[Opening Dataset extract section]

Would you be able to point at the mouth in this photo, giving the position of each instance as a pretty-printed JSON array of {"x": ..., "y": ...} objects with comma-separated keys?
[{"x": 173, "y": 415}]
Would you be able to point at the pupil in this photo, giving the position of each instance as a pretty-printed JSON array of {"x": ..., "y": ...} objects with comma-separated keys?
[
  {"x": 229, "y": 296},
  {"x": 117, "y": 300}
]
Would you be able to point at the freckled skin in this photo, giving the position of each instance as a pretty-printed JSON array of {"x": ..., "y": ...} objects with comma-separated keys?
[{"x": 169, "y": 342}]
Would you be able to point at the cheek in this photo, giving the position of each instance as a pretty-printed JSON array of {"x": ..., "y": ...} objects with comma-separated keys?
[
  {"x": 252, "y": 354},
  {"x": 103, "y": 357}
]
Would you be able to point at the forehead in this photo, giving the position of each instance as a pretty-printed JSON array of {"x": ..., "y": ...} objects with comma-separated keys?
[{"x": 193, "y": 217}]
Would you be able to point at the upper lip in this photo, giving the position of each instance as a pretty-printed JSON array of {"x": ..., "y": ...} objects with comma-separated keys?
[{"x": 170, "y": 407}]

[Closing Dataset extract section]

Work item => Extract the data exactly as given.

Solution =>
Would you be able to point at the mouth in this photo, giving the position of each instance as a pretty-printed JSON array of {"x": ..., "y": ...} objects with comma-separated keys?
[{"x": 173, "y": 415}]
Would you be able to point at the pupil in this photo, giving the position of each instance as a pretty-printed JSON array of {"x": ..., "y": ...} objects with comma-separated keys?
[
  {"x": 229, "y": 296},
  {"x": 117, "y": 300}
]
Would you be able to point at the freckled skin in this photo, giving the position of each instance as a pretty-printed JSON array of {"x": ..., "y": ...} objects with comma-separated keys?
[{"x": 169, "y": 342}]
Would you be able to point at the cheek in this photo, giving the position of each instance as a pretty-printed JSON array of {"x": ..., "y": ...} objects with comma-separated keys?
[
  {"x": 252, "y": 354},
  {"x": 103, "y": 357}
]
Would you be able to point at the forehead in this photo, giving the position of each instance as a pretty-printed JSON array of {"x": ..., "y": ...} objects with comma-separated keys?
[{"x": 193, "y": 217}]
Would you be able to point at the upper lip in this photo, giving the position of each instance as a pretty-printed JSON array of {"x": ..., "y": ...} objects with comma-separated keys?
[{"x": 170, "y": 407}]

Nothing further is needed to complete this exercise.